Document extract:
----------
Saturday, December 12, 2009

Productivity stats:

Over at the Big Picture is a long post (worth reading in full) that has this interesting observation:
I want to quote a section from Dennis Gartman’s letter this morning. It illustrates why we have to be very careful how we use government data. Too often, we think the data is straightforward math and simply draws on the underlying data sources. The reality is that it is anything but. To wit:

“A PROBLEM AT THE VERY HEART OF DATA GATHERING: Recently in Washington a rather large number of economists from academia and from government met to try to hash out a problem with data gathering that has become more and more serious here in the US and has more and more distorted how we value the American economy itself. At heart is how imports into the US are accounted for.
----------
Data extracts:
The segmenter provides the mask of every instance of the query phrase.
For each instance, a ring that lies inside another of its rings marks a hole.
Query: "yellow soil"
----------
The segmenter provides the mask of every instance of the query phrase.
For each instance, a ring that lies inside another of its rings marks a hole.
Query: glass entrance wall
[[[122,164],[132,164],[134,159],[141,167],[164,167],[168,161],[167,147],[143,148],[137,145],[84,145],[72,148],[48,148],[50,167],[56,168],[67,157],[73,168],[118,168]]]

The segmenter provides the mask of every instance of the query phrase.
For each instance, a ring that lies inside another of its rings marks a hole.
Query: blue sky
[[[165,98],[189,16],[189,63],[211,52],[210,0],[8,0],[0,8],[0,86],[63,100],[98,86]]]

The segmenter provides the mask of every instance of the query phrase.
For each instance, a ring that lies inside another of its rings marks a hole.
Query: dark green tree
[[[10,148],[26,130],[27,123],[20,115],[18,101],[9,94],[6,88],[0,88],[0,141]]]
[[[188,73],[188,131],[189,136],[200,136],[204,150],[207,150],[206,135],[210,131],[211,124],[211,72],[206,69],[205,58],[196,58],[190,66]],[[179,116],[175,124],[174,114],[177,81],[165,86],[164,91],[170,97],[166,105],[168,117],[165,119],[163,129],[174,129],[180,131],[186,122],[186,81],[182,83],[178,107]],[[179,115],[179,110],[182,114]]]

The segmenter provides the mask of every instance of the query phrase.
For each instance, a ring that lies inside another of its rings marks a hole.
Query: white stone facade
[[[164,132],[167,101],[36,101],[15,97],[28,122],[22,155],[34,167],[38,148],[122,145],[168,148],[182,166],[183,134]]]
----------
Brief 1: In the blog post on productivity stats, translate this sentence into Spanish: "It illustrates why we have to be very careful how we use government data."
Brief 2: Write the next few sentences of the blog post on productivity stats, picking up after its final sentence about how imports into the US are accounted for.

Written response 1: Ilustra por qué debemos tener mucho cuidado con la forma en que usamos los datos del gobierno.

Written response 2:
“For example, when a part for perhaps $100 is imported from China and is used in an American automobile … something that happens more and more and more often these days … the stats show that the finished car is American-made because it was assembled here in the US and in the process the US GDP is raised by that same $100 when in fact it should have been deflated by that figure instead. In the process, American workers who might in the past have made the part in question are no longer doing so and are obviously made redundant, hence a job or jobs is lost.

“The unemployment data then ‘finds’ that unemployed worker and accounts for him or her, but the car that is assembled does not, and when it is produced and sold and its value makes its way through the system, it appears that productivity has risen … and rather dramatically so, when in fact it has not. As one of the economists attending that meeting said,

” ‘We don’t have the data collection structure to capture what is happening in a real-time way, or what is being traded and how it is affecting workers. We have no idea how to measure the occupations being ‘offshored’ or what is being ‘inshore.’ (...)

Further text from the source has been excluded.